Work instructions.
The full set of entries must be copied exactly.

——

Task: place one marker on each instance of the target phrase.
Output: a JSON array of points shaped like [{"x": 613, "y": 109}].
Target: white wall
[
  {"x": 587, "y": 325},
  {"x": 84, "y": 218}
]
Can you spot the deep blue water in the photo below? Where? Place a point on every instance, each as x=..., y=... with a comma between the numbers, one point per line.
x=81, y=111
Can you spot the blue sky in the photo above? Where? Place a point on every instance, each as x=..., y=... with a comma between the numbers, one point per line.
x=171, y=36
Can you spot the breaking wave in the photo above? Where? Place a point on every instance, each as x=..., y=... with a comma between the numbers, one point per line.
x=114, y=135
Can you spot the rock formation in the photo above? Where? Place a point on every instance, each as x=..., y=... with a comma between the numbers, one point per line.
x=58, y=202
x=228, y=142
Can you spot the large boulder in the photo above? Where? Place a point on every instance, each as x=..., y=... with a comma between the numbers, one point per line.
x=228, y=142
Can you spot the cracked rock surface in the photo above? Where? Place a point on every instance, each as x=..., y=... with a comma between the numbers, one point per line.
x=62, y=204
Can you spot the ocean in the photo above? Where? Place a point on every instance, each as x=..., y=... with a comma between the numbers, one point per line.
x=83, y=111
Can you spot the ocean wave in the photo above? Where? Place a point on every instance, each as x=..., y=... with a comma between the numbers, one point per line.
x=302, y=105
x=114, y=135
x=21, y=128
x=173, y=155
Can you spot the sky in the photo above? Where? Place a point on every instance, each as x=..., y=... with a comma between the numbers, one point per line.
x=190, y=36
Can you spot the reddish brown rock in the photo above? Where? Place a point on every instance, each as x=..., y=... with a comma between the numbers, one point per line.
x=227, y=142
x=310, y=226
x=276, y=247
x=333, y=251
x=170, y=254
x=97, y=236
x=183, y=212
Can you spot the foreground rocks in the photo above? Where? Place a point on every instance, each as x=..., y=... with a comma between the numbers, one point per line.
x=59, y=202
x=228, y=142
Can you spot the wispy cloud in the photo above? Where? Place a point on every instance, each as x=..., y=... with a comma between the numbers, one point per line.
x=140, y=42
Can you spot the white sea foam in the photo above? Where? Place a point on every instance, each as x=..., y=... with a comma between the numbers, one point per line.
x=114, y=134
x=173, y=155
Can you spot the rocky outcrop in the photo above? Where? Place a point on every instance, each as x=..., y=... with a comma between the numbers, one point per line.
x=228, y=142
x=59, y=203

——

Exercise result.
Task: place one marker on each instance of the target phrase.
Output: a JSON array of points shaped like [{"x": 613, "y": 109}].
Target: white wall
[
  {"x": 587, "y": 325},
  {"x": 84, "y": 218}
]
Can you spot the deep blue water in the photo below? Where? Place a point on every instance, each as x=..., y=... with a comma between the numbers, one point per line.
x=81, y=111
Can you spot the blue sky in the photo above? Where? Place a point on every instance, each as x=..., y=... with a comma between the numbers, one point per line.
x=171, y=36
Can you spot the breaking wave in the photo above? Where? Place a point on every instance, each as x=..., y=... with a comma between the numbers, one point per line.
x=114, y=135
Can you spot the rock formation in the photo above? Where? Place a point on every instance, each as x=..., y=... with a comma between the numbers, one point per line.
x=58, y=202
x=228, y=142
Can you spot the large boulder in the photo above? Where? Place a point on every instance, each as x=..., y=... with a comma between the numbers, one point per line.
x=228, y=142
Can you spot the cracked rock surface in the photo above? Where? Place a point on every instance, each as x=..., y=... with a comma between the numbers, one point per line.
x=62, y=204
Can you spot the ocean in the photo above? Where? Place a point on every instance, each as x=..., y=... with a comma between the numbers, one point per line.
x=83, y=111
Can you spot the ocean wave in the photo above? Where? Place a point on every instance, each as x=..., y=... with a comma between the numbers, one point per line.
x=302, y=105
x=114, y=135
x=21, y=128
x=173, y=155
Can you spot the sky in the photo above? Where? Place a point on every instance, each as x=..., y=... with a comma between the numbers, one point per line.
x=190, y=36
Can you spot the reddish brown rock in the photo above? Where? Place a point on every instance, each as x=..., y=... with a comma between the numbers, one point per line.
x=227, y=142
x=310, y=226
x=276, y=247
x=333, y=251
x=170, y=254
x=97, y=236
x=183, y=212
Can you spot the foreground rocks in the photo above? Where? Place a point on every instance, each as x=..., y=... with a comma between the numbers, one point per line.
x=59, y=202
x=228, y=142
Can you spot the wispy cloud in the photo above? Where? Place a point on every instance, each as x=..., y=... with a comma between the numbers, one point per line.
x=140, y=42
Can you spot the white sea foam in the photo above? Where? Place a point on every instance, each as x=..., y=... with a comma between the numbers, one point per line.
x=114, y=134
x=173, y=155
Can you spot the rocky outcrop in the photo above? Where? Place a point on every instance, each as x=..., y=... with a comma between the numbers, one point per line.
x=228, y=142
x=59, y=203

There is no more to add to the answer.